What is required >> Nothing should be left out: output all of the entries exactly.

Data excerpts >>

+ + + +

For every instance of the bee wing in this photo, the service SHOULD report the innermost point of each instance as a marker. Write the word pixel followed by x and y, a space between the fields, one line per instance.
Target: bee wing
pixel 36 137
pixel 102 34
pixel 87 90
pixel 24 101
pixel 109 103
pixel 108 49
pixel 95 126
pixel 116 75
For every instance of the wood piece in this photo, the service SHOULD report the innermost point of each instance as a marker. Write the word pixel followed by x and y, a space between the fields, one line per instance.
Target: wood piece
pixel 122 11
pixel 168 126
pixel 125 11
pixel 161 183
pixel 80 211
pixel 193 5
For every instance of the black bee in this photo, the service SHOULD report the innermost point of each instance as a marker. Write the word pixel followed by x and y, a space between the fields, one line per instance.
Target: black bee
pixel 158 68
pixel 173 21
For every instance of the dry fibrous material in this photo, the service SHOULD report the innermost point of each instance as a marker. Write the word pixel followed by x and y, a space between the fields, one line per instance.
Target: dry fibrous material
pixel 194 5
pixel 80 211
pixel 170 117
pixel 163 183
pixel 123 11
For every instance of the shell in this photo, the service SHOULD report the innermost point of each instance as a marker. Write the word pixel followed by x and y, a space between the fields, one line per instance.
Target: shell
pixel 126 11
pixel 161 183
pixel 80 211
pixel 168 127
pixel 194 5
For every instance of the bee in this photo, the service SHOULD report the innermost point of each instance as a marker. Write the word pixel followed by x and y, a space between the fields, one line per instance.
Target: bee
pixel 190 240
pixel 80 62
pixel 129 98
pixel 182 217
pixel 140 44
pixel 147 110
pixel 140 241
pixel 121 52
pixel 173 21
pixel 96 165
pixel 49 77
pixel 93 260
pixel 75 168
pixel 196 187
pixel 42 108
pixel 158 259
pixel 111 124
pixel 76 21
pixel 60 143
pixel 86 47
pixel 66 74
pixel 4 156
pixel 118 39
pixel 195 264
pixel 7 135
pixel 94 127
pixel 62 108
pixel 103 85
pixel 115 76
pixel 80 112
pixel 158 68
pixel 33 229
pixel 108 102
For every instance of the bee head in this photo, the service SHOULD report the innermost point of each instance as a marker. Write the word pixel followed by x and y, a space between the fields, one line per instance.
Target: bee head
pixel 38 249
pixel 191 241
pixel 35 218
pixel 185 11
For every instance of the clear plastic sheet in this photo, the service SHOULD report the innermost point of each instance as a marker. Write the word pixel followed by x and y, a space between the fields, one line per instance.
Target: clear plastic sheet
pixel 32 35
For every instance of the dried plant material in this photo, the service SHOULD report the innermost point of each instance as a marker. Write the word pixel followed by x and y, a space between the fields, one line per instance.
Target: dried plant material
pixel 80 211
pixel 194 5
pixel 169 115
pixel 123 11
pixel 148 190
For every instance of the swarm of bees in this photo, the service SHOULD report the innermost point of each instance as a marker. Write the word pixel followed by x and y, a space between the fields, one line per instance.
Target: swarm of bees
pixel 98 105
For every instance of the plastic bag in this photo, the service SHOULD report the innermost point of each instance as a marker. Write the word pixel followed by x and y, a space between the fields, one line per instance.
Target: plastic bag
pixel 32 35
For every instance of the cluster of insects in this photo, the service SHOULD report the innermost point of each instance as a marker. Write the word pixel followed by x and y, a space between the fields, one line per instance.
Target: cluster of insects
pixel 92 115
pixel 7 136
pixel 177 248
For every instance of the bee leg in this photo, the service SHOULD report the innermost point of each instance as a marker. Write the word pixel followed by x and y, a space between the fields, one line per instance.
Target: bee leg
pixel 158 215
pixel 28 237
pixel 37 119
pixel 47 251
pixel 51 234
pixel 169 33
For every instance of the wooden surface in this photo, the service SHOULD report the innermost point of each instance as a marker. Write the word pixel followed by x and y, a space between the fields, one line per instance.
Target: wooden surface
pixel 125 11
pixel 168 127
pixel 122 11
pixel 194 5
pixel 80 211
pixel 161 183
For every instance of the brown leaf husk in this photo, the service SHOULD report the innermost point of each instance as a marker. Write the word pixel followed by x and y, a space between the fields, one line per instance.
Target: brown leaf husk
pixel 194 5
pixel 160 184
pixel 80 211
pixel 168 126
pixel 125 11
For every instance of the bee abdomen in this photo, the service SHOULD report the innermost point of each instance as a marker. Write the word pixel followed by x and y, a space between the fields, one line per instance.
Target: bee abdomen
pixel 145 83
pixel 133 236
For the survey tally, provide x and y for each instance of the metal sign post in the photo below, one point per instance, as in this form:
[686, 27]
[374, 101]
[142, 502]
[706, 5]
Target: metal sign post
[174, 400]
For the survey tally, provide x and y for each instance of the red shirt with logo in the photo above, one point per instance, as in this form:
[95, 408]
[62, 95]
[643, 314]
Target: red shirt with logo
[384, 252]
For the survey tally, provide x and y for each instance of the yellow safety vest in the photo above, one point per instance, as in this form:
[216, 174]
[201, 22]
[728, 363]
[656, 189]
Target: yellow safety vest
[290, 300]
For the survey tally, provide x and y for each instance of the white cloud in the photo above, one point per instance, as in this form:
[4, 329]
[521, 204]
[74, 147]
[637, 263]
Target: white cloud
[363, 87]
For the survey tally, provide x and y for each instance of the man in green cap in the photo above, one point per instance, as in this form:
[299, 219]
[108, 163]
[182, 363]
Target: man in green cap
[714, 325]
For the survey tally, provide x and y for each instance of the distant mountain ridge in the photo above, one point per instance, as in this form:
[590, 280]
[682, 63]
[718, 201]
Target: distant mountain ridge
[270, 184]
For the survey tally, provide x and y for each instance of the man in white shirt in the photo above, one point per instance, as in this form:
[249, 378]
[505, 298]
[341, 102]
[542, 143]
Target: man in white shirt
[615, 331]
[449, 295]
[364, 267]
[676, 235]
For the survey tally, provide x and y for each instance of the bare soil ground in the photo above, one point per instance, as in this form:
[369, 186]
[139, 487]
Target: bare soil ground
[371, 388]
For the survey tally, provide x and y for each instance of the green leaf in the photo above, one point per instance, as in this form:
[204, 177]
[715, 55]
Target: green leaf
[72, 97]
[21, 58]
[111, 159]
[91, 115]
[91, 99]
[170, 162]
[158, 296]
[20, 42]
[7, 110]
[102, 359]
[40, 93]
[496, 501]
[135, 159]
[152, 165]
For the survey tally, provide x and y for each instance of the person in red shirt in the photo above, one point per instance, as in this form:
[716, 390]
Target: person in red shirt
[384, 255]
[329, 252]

+ + + +

Response >>
For every instance of the bee wing in this photo, the service SHOULD report the innermost point of each instance as a marker. Write the word pixel followed by x and y, a space between the fields, one line per instance.
Target: bee wing
pixel 36 137
pixel 102 34
pixel 87 90
pixel 24 101
pixel 109 103
pixel 108 49
pixel 95 126
pixel 116 75
For every instance of the wood piece in this photo, the service SHOULD report the innermost point of each instance as a marker. Write the word pixel followed by x and y, a space between the fields, one line per instance.
Target: wood piece
pixel 122 11
pixel 168 126
pixel 125 11
pixel 161 183
pixel 80 211
pixel 193 5
For every instance of the black bee in this photo, the service SHOULD report the innermost point of each instance as a marker. Write the word pixel followed by x and y, a space between the fields, one line per instance.
Target: black bee
pixel 158 68
pixel 173 21
For every instance of the dry fibrous material in this photo, the service SHOULD report the innermost point of each instance as a marker. Write the word pixel followed by x and y, a space between the fields, one line per instance.
Target: dry fibrous material
pixel 194 5
pixel 80 211
pixel 170 117
pixel 163 183
pixel 123 11
For every instance of the shell in this photo, the service SHOULD report the innermost point of each instance as a marker. Write the word pixel followed by x and y, a space between the fields, one line per instance.
Target: shell
pixel 126 11
pixel 161 183
pixel 80 211
pixel 168 127
pixel 194 5
For every instance of the bee in this photo, the service SHOULD report the innermost point of each instance as a marker. Write the word pixel followed by x and y, a space between the fields, one line per instance.
Target: bee
pixel 190 240
pixel 80 62
pixel 129 98
pixel 182 217
pixel 140 44
pixel 147 110
pixel 140 241
pixel 121 52
pixel 173 21
pixel 96 165
pixel 49 77
pixel 93 260
pixel 75 168
pixel 196 187
pixel 42 108
pixel 158 259
pixel 111 124
pixel 76 21
pixel 60 143
pixel 86 47
pixel 66 74
pixel 4 156
pixel 118 39
pixel 195 264
pixel 7 135
pixel 94 127
pixel 62 108
pixel 103 85
pixel 115 76
pixel 80 112
pixel 158 68
pixel 33 229
pixel 108 102
For every instance of the bee head in this photo, the service SHOULD report the innermost point of each instance as a marker. Write the word pixel followed by x and y, a space between the fields, one line per instance.
Target: bee head
pixel 38 249
pixel 191 241
pixel 35 218
pixel 185 11
For every instance of the clear plastic sheet in this photo, the service SHOULD report the innermost point of each instance as a marker. Write the word pixel followed by x and y, a space between the fields, one line per instance.
Target: clear plastic sheet
pixel 32 35
For every instance of the dried plant material in this photo, the service SHOULD report the innermost point of each instance as a marker. Write the word pixel followed by x and y, a space between the fields, one line per instance.
Target: dried plant material
pixel 80 211
pixel 194 5
pixel 169 115
pixel 123 11
pixel 148 190
For every instance of the swarm of bees in this photo, the service SHOULD report the innermost point of each instance as a marker. Write the word pixel followed by x and y, a space between the fields, one line per instance.
Target: swarm of bees
pixel 98 105
For every instance of the plastic bag in this photo, the service SHOULD report the innermost point of each instance as a marker. Write the word pixel followed by x and y, a space between the fields, one line per instance.
Target: plastic bag
pixel 32 35
For every instance of the cluster of insects in this photo, the service SHOULD report the innermost point of each instance as a marker. Write the word pixel followed by x and y, a space between the fields, one line per instance.
Target: cluster of insects
pixel 92 115
pixel 7 136
pixel 177 248
For every instance of the bee leg in this photo, the service SHOULD report the innermost point of each instance as a marker. Write the word pixel followed by x and y, a space between the fields, one line per instance.
Target: bee leg
pixel 158 215
pixel 28 237
pixel 37 119
pixel 47 251
pixel 51 234
pixel 169 33
For every instance of the wooden surface in this photo, the service SHOULD report the innermost point of each instance as a marker. Write the word pixel followed by x and y, a space between the fields, one line per instance.
Target: wooden surface
pixel 125 11
pixel 168 127
pixel 122 11
pixel 194 5
pixel 80 211
pixel 161 183
For every instance of the brown leaf husk in this photo, the service SHOULD report the innermost point of each instance as a marker. Write the word pixel followed by x and y, a space between the fields, one line per instance.
Target: brown leaf husk
pixel 194 5
pixel 160 184
pixel 80 211
pixel 168 126
pixel 125 11
For every instance of the bee abdomen in this photo, the service SHOULD report the innermost point of each instance as a marker. Write the word pixel followed by x and y, a space between the fields, one line per instance.
Target: bee abdomen
pixel 145 83
pixel 133 236
For the survey tally, provide x and y for each instance of the metal sign post in the photo below, one point per instance, as in this form:
[686, 27]
[374, 101]
[142, 502]
[706, 5]
Target: metal sign post
[174, 400]
For the survey tally, provide x and y for each instance of the red shirt with logo in the photo above, one point per instance, as in this form:
[95, 408]
[62, 95]
[643, 314]
Target: red shirt with logo
[384, 252]
For the survey tally, provide x and y for each instance of the yellow safety vest in the photo above, one point per instance, as in this form:
[216, 174]
[201, 22]
[728, 363]
[656, 189]
Target: yellow safety vest
[290, 300]
For the survey tally, provide x and y for each instance of the white cloud in the photo above, one point per instance, as in this form:
[4, 329]
[521, 204]
[74, 147]
[637, 263]
Target: white cloud
[363, 87]
For the survey tally, provide x and y for each instance of the man in green cap in the photo above, one point per instance, as in this form:
[299, 219]
[108, 163]
[182, 363]
Target: man in green cap
[714, 325]
For the survey tally, provide x and y for each instance of the distant mountain ridge in the photo above, one point per instance, as in this form:
[590, 280]
[682, 63]
[718, 201]
Target: distant mountain ridge
[270, 184]
For the survey tally, provide x and y for each instance of the man in white shirt in the photo above, one point per instance, as in this form:
[249, 378]
[505, 298]
[341, 102]
[542, 143]
Target: man in white shirt
[615, 331]
[449, 295]
[364, 267]
[676, 235]
For the survey tally, provide x and y for each instance of the bare soil ground in the photo above, one point per instance, as in this form:
[369, 186]
[139, 487]
Target: bare soil ground
[371, 388]
For the survey tally, provide x and y for each instance of the green leaf in the photo above, one point per instance, as in this form:
[204, 177]
[715, 55]
Target: green leaf
[72, 97]
[21, 58]
[111, 159]
[91, 115]
[91, 99]
[170, 162]
[158, 296]
[20, 42]
[7, 110]
[102, 359]
[40, 93]
[496, 501]
[135, 159]
[152, 165]
For the survey tally, provide x and y for each instance of the person in red shirt in the photo above, one point per instance, as in this form:
[716, 390]
Target: person in red shirt
[384, 255]
[329, 252]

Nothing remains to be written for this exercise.